◆ ABOUT THIS EXERCISE: The response must contain every line of the records that follow, duplicated exactly.

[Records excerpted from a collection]
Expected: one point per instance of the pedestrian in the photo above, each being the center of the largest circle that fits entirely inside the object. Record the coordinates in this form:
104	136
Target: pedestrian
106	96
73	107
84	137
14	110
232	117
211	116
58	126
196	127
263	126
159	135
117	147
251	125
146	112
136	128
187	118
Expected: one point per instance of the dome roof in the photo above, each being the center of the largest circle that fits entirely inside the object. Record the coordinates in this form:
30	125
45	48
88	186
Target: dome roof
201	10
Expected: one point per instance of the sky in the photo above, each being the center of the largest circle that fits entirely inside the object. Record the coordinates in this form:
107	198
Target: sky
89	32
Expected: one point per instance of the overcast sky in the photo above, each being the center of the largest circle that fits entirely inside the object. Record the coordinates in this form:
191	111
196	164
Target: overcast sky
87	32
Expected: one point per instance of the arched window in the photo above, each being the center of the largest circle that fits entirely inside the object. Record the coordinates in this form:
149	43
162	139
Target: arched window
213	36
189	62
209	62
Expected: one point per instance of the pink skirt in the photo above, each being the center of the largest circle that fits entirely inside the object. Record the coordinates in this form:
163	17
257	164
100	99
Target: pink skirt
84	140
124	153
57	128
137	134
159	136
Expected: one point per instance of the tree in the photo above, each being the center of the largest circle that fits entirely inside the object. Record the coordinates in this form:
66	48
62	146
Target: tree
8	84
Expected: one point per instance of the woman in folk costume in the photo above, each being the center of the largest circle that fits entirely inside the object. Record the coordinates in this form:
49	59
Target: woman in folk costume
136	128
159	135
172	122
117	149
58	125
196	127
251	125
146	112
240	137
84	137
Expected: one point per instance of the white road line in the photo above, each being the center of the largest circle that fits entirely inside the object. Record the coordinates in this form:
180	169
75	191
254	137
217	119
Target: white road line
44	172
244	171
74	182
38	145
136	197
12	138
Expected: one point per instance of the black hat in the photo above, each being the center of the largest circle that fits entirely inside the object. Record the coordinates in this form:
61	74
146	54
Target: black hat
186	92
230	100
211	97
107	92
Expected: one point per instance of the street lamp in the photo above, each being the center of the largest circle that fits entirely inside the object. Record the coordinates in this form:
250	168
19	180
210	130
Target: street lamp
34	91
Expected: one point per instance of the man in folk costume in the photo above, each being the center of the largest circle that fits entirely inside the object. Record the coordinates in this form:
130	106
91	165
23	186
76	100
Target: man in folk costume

◆ OUTPUT FOR THIS TASK:
Expected: one point per instance of the pedestrian in the photo above, each being the center of the largest circle that fits entirely inside the object. Record the coordinates in this form:
104	136
Target: pedestrian
106	96
73	107
84	137
14	110
232	117
211	116
58	126
196	127
263	126
159	135
117	147
251	125
146	112
136	128
187	118
Expected: one point per instance of the dome roof in the photo above, each being the center of the largest circle that fits entirely inside the object. Record the coordinates in this form:
30	125
45	48
88	186
Target: dome roof
201	10
Expected: one point per instance of the sky in the photo above, each being the center of the largest circle that fits entirely inside the object. Record the coordinates in this form:
107	198
Target: sky
89	32
Expected: one point per instance of the overcast sky in the photo above, each being the center of the largest circle that fits entirely inside the object. Record the coordinates in this form:
191	111
196	164
Target: overcast sky
87	32
Expected: one point per instance of the arched window in the photo above, each being the center of the largest circle that fits entirely inside the object. Record the coordinates in this form:
149	43
162	139
Target: arched window
213	36
189	62
209	62
Expected: one point per instance of the pink skirt in the photo above, each being the center of the largest circle that fits entirely inside the object. Record the coordinates in this form:
163	17
257	164
100	99
Target: pink skirt
84	140
124	153
57	128
137	134
159	136
Expected: one point per instance of the tree in the photo above, each being the center of the largest circle that fits entirely inside the object. Record the coordinates in this form:
66	48
62	146
Target: tree
8	84
Expected: one point per instance of the woman in folk costume in the photo above, each being the center of the largest circle that fits entirely inside the object. Record the coordinates in this form:
49	59
Target: woman in folk costume
136	128
159	135
172	122
117	149
58	125
196	127
251	125
146	112
240	137
84	137
Expected: one point per instance of the white road line in the photo above, each being the center of the largest circle that fits entirely inside the object. Record the coordinates in this form:
180	169
75	191
254	137
217	119
Target: white road line
44	172
244	171
74	182
38	145
136	197
12	138
Expected: one point per instance of the black hat in the photo above, each being the center of the largest circle that fits entirely inside the object. Record the coordinates in this form:
61	74
146	54
Target: black hat
186	92
230	100
211	97
107	92
Expected: one point per instance of the street lamp in the photo above, each being the center of the largest circle that fits entirely inside the object. Record the coordinates in this form:
250	168
19	180
210	130
Target: street lamp
34	91
Expected: one point per instance of the man in folk costume in the photo above, each being the center of the largest circle that fits entirely inside the object. Record the coordinates in this form:
130	106
91	165
23	186
76	100
Target: man in folk costume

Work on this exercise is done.